— Begin —
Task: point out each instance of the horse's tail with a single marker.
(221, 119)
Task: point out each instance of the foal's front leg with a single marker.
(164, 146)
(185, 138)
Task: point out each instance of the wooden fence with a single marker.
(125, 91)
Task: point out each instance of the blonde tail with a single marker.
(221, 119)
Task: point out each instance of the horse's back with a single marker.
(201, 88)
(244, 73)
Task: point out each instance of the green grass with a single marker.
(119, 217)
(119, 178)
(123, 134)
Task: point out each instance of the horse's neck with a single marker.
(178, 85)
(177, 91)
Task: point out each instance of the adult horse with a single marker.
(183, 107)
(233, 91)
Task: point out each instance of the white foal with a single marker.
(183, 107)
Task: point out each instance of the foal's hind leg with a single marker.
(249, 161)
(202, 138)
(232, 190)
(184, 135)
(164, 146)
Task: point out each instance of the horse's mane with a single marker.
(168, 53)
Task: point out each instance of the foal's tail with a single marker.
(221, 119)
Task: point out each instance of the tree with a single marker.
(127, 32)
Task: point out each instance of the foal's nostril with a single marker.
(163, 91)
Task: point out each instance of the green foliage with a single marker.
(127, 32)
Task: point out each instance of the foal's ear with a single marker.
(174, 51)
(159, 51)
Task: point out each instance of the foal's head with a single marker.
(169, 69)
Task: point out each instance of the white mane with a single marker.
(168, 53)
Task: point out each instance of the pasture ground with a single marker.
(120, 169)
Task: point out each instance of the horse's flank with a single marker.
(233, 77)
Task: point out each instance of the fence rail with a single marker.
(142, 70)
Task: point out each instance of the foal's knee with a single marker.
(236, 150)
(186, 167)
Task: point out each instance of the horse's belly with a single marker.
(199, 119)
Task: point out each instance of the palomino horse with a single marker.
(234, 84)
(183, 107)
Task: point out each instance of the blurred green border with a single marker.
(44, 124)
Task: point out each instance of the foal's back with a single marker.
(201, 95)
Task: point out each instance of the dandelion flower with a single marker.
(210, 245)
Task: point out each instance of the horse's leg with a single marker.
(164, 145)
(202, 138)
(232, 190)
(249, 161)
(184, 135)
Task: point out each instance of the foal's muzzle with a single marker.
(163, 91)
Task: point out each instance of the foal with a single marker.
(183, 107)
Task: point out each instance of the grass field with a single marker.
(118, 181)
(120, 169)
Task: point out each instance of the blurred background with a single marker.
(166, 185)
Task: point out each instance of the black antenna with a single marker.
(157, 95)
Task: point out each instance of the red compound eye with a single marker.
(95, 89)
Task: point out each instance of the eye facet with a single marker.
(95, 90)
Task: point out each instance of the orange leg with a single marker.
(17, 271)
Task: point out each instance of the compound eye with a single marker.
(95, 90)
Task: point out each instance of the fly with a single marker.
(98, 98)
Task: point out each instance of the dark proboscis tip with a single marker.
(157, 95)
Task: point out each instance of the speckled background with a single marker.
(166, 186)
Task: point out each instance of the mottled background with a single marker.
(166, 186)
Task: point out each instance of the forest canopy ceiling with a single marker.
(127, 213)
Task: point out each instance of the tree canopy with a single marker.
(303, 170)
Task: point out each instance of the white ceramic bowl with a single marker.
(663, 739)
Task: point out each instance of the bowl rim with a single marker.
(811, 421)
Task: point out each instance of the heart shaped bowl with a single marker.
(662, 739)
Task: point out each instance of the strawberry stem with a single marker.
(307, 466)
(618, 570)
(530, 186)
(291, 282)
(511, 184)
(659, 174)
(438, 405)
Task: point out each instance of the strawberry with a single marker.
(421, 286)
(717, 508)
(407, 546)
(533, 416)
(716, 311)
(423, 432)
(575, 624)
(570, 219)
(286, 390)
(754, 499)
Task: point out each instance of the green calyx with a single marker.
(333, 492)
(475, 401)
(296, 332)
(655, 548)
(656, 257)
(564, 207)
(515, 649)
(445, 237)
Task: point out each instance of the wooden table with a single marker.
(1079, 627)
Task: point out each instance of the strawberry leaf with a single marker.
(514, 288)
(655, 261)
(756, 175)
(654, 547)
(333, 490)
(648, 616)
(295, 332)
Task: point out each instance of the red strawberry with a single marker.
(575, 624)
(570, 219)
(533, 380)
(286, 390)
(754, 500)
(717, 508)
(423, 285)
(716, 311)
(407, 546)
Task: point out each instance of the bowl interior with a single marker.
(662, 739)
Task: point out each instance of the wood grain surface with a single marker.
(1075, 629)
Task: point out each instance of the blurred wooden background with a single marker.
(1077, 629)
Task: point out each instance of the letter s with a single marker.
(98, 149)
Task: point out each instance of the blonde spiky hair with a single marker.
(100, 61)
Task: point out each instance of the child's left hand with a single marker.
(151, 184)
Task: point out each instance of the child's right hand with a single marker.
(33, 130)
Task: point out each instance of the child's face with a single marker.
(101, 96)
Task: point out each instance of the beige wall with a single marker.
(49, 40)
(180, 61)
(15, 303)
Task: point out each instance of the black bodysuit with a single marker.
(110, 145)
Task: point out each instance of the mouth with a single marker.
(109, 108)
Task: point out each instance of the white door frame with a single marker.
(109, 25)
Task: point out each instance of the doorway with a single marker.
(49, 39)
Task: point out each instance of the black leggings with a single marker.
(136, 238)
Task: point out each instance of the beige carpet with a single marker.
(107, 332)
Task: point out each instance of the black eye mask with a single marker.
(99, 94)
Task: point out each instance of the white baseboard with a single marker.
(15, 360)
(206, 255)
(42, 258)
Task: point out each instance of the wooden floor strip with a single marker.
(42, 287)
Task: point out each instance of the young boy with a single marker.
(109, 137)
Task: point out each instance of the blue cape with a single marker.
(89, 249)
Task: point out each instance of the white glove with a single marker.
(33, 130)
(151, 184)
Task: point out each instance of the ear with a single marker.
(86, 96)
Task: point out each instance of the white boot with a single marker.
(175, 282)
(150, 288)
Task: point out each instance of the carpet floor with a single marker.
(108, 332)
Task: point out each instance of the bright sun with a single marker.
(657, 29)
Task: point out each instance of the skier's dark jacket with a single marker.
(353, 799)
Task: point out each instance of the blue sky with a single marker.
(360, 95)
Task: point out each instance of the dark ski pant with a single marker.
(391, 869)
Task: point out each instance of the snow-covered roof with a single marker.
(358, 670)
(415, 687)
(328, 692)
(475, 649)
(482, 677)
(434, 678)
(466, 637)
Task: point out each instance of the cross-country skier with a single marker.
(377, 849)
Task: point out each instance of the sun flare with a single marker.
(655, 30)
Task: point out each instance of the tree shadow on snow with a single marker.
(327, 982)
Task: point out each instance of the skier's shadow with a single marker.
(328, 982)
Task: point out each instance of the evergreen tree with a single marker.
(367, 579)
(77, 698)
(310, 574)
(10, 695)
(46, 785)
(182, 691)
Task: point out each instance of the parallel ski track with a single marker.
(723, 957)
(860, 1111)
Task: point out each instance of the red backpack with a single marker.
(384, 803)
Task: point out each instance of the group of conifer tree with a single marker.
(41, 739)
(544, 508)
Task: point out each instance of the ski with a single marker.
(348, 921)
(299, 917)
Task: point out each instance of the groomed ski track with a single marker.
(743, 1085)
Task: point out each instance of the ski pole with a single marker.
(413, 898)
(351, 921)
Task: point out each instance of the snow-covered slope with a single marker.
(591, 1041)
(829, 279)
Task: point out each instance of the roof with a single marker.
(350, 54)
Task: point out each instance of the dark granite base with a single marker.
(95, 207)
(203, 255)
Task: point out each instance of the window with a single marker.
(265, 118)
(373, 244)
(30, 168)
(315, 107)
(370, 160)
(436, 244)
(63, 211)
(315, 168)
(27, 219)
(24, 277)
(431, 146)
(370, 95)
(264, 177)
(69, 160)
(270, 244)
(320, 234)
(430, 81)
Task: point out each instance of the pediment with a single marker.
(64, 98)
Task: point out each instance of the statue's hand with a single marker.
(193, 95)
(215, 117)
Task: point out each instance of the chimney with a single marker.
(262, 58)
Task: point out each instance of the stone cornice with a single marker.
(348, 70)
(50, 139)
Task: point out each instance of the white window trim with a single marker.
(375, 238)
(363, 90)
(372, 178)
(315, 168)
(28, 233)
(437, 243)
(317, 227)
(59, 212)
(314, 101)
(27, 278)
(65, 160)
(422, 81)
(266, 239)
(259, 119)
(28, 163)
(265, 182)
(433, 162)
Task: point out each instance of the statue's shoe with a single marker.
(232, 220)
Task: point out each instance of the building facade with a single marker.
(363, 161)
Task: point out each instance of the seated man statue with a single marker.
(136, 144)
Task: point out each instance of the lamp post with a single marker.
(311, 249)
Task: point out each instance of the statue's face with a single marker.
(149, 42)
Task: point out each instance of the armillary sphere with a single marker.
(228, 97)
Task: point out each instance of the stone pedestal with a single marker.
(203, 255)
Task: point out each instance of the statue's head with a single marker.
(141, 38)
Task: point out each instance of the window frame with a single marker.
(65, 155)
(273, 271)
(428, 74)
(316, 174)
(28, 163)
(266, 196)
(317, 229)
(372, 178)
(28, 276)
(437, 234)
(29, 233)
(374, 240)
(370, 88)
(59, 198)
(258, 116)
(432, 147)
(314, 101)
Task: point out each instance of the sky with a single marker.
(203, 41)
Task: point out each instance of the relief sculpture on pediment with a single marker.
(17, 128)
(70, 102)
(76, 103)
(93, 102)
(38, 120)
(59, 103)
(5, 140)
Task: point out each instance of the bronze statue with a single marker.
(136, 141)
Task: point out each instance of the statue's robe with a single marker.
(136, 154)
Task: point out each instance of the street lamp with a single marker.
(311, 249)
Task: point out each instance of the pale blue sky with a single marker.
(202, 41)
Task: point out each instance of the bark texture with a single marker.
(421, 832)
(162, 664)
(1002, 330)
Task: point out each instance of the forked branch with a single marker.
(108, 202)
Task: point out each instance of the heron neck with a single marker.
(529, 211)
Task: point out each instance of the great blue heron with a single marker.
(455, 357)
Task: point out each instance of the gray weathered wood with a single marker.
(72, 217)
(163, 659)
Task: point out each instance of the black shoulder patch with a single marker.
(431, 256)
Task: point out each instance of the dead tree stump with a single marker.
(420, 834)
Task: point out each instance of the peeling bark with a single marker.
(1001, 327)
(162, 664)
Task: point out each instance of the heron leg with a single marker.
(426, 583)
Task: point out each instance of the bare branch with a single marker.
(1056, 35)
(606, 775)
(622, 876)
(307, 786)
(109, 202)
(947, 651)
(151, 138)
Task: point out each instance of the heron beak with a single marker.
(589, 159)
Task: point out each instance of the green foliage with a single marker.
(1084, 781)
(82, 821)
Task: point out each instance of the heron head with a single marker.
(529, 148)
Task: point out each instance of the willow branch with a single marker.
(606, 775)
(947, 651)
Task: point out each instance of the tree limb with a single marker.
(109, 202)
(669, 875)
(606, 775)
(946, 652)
— End —
◆ Instructions for the task ◆
Exactly repeat the lines from the line that contains "Task: point out each instance of the peeling" to the end of the entries, both included, and leave out all other lines.

◆ Worked solution ◆
Task: point out each instance of the peeling bark with a single marker.
(1001, 327)
(162, 664)
Task: point out each instance of the heron leg with a single marker.
(426, 583)
Task: point out each instance of the bare branch with a single marker.
(1056, 35)
(606, 775)
(622, 876)
(307, 786)
(109, 202)
(947, 651)
(151, 138)
Task: point out each instance of the heron beak with a single marker.
(589, 159)
Task: point out each instance of the green foliage with a single marker.
(1084, 781)
(82, 821)
Task: point out each instance of the heron head with a single marker.
(529, 148)
Task: point out each instance of the willow branch with a single marker.
(606, 775)
(947, 651)
Task: point out each instance of the tree limb with a single marker.
(109, 202)
(669, 875)
(606, 775)
(946, 652)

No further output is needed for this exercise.